[Natural language region descriptions]

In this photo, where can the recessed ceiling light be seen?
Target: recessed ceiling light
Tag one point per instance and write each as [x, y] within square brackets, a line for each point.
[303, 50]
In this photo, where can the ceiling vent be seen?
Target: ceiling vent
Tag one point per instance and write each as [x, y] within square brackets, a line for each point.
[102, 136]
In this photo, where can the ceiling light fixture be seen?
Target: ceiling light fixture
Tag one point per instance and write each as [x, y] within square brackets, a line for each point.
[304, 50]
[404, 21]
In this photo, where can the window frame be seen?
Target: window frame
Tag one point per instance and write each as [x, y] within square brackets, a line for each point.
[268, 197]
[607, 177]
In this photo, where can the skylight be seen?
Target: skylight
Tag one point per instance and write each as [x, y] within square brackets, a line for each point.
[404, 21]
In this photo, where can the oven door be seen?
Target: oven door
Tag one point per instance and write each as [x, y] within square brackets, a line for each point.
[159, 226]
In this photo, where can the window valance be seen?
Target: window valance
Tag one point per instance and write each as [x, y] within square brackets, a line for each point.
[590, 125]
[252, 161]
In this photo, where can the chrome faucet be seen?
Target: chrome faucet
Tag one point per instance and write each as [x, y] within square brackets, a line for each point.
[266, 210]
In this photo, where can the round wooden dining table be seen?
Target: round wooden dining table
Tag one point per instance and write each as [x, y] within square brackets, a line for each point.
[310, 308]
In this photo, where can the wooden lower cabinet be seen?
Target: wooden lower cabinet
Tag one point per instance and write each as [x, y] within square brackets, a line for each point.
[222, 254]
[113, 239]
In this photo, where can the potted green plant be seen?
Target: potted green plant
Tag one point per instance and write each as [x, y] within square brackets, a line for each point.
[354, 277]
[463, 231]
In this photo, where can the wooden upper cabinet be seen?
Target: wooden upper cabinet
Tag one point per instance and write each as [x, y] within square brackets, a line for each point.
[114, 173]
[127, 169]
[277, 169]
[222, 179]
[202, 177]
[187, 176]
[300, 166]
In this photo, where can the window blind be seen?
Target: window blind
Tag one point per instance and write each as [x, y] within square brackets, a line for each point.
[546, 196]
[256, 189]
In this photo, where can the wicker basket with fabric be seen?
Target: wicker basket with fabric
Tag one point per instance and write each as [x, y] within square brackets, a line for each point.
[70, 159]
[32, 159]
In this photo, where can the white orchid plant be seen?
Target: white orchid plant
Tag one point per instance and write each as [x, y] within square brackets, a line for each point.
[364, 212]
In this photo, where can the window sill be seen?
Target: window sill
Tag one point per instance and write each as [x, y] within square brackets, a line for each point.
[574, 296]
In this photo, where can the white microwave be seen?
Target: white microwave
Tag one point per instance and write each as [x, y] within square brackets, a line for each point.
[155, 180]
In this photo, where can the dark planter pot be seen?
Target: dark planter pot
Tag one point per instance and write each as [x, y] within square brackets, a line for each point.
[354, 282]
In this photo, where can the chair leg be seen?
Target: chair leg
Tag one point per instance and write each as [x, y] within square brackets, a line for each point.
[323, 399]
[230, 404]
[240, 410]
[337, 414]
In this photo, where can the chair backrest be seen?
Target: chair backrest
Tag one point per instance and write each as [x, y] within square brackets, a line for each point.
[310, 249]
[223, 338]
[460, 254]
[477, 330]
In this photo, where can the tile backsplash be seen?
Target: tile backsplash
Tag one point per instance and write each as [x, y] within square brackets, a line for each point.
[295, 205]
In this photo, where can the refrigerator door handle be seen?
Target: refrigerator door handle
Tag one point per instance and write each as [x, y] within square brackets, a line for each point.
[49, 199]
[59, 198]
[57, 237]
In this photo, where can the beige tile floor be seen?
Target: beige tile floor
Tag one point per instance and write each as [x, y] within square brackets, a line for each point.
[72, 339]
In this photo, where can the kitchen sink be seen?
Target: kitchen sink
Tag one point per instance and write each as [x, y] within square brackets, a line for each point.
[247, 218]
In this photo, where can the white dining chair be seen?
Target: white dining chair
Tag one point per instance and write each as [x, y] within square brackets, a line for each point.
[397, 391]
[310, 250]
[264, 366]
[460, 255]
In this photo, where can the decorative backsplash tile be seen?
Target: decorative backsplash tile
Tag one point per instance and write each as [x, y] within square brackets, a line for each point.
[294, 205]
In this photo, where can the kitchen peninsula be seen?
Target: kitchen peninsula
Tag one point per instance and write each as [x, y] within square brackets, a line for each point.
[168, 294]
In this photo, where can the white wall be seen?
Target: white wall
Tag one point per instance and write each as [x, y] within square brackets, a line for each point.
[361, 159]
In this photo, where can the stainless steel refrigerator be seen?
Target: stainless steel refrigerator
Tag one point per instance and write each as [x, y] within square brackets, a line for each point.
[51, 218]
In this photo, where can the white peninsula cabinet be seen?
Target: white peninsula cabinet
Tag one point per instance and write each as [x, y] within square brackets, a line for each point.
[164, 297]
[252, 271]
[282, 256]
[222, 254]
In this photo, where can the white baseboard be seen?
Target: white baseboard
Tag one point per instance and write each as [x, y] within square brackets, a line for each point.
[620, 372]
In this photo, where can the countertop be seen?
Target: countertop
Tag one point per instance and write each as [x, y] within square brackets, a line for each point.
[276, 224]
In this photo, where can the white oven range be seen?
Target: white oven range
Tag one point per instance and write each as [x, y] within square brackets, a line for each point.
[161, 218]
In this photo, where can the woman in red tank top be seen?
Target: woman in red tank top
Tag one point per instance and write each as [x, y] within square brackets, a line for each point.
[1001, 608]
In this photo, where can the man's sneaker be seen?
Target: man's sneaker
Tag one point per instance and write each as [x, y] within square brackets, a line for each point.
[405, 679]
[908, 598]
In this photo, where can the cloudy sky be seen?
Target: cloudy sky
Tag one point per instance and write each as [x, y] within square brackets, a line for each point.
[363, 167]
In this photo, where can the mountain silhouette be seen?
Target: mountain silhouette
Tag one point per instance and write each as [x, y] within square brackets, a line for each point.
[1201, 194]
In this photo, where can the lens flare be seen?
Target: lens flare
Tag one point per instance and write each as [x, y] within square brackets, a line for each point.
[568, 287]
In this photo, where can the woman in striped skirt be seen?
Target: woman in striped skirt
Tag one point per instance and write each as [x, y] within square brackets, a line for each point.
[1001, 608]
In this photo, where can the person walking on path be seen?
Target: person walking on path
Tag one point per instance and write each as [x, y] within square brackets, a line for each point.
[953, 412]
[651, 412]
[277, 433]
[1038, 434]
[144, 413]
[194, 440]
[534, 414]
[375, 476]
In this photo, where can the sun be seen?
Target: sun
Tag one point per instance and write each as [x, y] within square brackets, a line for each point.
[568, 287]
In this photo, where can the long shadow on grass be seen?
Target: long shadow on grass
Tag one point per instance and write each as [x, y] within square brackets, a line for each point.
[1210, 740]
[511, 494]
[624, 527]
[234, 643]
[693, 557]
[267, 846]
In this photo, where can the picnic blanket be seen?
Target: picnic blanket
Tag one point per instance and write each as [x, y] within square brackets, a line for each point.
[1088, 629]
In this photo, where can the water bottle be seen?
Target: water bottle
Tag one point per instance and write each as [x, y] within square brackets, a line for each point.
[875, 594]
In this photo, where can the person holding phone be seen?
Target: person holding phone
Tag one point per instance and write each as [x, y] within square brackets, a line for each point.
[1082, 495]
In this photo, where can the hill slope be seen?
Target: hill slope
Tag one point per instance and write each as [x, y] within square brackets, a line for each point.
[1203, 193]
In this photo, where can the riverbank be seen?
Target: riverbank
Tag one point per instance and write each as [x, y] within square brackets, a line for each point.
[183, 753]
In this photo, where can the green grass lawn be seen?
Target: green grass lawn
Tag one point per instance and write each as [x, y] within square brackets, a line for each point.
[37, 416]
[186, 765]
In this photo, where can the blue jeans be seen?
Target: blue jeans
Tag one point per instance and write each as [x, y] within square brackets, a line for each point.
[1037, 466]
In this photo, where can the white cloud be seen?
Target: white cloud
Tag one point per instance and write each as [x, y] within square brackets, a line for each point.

---

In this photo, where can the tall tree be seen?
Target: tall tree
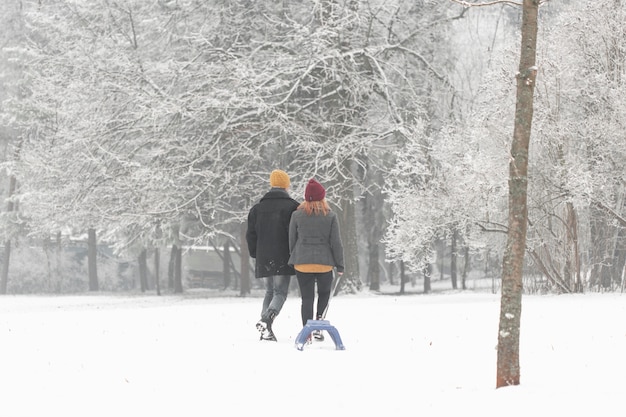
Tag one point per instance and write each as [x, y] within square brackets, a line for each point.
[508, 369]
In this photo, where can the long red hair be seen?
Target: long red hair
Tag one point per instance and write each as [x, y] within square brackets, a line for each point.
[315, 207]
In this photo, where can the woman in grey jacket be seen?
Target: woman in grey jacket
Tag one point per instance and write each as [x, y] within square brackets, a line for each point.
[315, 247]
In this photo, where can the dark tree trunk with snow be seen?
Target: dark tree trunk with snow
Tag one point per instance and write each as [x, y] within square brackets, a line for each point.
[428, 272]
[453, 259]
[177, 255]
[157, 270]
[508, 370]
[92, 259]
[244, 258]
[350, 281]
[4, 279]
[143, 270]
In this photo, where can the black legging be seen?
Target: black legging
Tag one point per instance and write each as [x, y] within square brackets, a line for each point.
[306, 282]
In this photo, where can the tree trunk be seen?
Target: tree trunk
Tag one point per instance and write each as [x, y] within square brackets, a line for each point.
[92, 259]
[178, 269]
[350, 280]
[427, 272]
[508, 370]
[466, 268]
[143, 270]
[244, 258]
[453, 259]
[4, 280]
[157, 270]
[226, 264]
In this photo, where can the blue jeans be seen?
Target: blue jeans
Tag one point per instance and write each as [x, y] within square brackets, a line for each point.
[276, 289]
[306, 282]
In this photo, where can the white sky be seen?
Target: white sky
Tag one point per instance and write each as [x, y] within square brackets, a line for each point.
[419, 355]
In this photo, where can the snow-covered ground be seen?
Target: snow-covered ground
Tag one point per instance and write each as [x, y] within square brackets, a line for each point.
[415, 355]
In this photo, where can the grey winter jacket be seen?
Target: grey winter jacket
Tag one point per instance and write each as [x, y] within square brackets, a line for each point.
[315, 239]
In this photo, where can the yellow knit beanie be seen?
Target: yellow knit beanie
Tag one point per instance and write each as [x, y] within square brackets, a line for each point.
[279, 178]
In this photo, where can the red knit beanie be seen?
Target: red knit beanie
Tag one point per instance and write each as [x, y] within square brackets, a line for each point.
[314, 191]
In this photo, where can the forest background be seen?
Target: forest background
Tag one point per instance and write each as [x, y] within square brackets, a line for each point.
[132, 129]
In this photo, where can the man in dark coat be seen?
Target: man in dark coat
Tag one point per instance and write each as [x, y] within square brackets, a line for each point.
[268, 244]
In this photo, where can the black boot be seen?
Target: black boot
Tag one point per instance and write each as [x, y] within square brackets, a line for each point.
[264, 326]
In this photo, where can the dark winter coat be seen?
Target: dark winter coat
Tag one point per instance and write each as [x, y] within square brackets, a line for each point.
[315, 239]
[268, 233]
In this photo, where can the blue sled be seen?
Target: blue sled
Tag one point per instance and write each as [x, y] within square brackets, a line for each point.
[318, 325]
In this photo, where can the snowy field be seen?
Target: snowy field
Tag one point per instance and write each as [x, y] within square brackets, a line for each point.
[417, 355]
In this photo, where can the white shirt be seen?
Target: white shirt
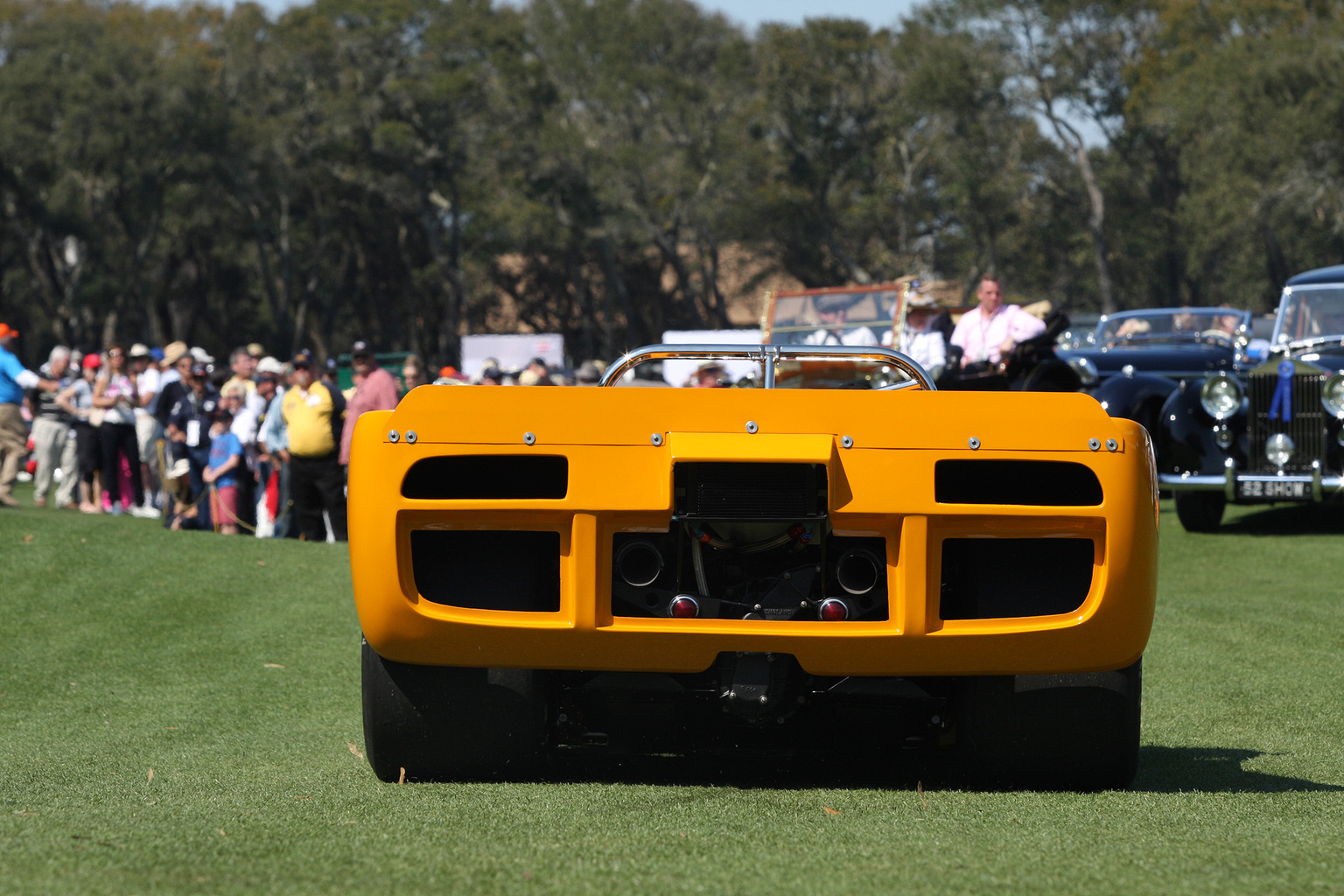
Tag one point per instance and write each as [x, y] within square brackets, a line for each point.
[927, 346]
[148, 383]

Your assignment | Write out each line above with the word "legging".

Answer for the task |
In this photo, where can the black legging be seen?
Target: black legging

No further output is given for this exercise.